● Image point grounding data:
====

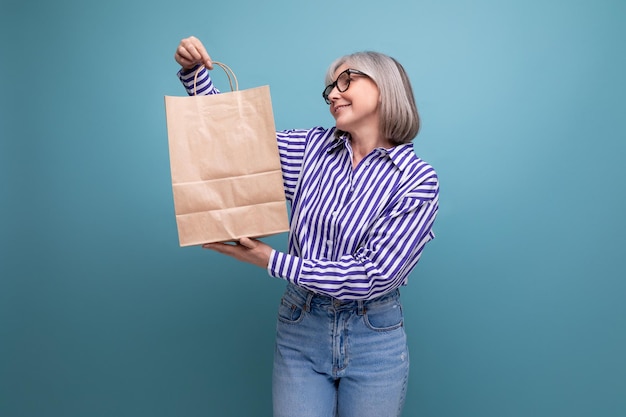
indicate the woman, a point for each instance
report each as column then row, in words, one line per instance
column 362, row 208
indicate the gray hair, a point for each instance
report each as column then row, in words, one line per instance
column 400, row 120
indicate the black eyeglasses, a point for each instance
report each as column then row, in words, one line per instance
column 342, row 83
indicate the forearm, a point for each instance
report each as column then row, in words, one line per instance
column 203, row 83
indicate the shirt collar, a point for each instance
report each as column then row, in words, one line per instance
column 400, row 155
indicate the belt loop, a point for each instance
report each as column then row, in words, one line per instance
column 309, row 298
column 361, row 307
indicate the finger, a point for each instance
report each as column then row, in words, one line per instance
column 194, row 50
column 248, row 243
column 204, row 55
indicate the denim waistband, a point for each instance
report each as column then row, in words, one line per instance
column 308, row 298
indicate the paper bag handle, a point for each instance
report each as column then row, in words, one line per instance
column 229, row 73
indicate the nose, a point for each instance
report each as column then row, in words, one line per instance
column 334, row 94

====

Please print each record above again exactly, but omit any pictures.

● Exercise output:
indicate the woman, a point for each instance
report each as column then row, in words, one line per instance
column 362, row 208
indicate the gray hair, a point for each instance
report each as column then row, in words, one line per instance
column 400, row 120
indicate the black eyeglasses, a point for each instance
report each as column then row, in words, one line per instance
column 342, row 83
indicate the forearm, a point for each instance
report each as column then row, in words, one line per instance
column 203, row 83
indicate the shirt collar, a point for each instance
report each as column then row, in words, one line per instance
column 400, row 155
indicate the belt loop, a point for each instance
report each as column then row, in words, one line per instance
column 309, row 298
column 361, row 307
indicate the finger, a point for each instance
report each as column then row, in words, one line per instance
column 194, row 50
column 248, row 243
column 204, row 55
indicate the denim waistband, a point for each instance
report each as column then row, in words, one line per instance
column 308, row 298
indicate the paper bag handle, a point for each instance
report each as column then row, in words, one line per instance
column 229, row 73
indicate the nose, a point for each instance
report each as column then row, in words, one line per instance
column 334, row 94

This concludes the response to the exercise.